• [Supplied records]
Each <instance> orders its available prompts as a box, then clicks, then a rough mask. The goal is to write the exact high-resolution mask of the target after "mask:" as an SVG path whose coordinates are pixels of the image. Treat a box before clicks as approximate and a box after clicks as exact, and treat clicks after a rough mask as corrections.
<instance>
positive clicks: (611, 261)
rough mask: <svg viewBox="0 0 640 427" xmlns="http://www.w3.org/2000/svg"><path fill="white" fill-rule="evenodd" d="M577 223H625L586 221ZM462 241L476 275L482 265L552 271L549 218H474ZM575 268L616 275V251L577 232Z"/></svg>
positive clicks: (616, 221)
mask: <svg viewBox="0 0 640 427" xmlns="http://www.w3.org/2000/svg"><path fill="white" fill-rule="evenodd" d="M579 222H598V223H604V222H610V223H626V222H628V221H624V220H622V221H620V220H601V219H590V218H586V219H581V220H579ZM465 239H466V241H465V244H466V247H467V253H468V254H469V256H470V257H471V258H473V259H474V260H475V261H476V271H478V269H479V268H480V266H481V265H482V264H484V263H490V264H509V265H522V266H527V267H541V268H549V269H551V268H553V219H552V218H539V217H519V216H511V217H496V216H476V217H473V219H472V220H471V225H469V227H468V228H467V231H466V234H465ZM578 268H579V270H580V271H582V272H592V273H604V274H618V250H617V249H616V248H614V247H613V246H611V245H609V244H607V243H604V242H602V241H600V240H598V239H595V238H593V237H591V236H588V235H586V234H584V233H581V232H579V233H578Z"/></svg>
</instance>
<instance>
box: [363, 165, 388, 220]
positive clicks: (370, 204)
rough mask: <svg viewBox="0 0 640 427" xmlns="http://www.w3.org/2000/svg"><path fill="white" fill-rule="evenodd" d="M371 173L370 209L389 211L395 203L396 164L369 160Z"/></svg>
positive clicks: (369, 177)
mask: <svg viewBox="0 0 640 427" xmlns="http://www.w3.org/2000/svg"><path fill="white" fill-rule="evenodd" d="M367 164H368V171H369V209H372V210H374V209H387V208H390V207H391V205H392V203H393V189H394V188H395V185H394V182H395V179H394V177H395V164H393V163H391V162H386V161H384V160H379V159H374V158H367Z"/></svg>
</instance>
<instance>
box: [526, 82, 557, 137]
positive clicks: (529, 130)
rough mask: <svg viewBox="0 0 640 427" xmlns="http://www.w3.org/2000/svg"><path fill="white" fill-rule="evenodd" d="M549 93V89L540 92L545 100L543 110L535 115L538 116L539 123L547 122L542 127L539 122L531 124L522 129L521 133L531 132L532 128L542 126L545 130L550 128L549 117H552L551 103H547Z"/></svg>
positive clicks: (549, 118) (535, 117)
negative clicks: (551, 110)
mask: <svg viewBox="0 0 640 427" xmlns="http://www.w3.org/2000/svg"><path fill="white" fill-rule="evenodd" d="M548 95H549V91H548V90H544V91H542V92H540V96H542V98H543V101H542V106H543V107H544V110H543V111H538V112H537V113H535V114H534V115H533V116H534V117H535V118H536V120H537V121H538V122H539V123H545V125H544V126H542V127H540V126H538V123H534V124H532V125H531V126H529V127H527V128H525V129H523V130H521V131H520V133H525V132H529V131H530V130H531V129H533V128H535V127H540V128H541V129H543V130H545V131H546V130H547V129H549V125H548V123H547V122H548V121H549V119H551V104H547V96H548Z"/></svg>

• [What is needed]
Each line that mentions the string "rough" must be copied from the listing.

• [Answer space]
Each <instance> orders its available prompts as a box, then clicks, then a rough mask. The goal is to write the exact high-resolution mask of the target after "mask:" as an SVG path whose coordinates are pixels of the image. Treat a box before clicks as approximate and a box after clicks as exact, and treat clicks after a rough mask as corrections.
rough mask: <svg viewBox="0 0 640 427" xmlns="http://www.w3.org/2000/svg"><path fill="white" fill-rule="evenodd" d="M577 223H625L586 221ZM462 241L476 275L482 265L552 271L549 218H474ZM575 268L616 275V251L577 232Z"/></svg>
rough mask: <svg viewBox="0 0 640 427" xmlns="http://www.w3.org/2000/svg"><path fill="white" fill-rule="evenodd" d="M371 173L370 209L389 211L395 203L396 164L369 160Z"/></svg>
rough mask: <svg viewBox="0 0 640 427" xmlns="http://www.w3.org/2000/svg"><path fill="white" fill-rule="evenodd" d="M549 93V89L540 92L545 100L543 110L535 115L538 116L539 123L547 122L542 127L539 122L531 124L522 129L521 133L531 132L532 128L542 126L545 130L550 128L549 117H552L551 103H547Z"/></svg>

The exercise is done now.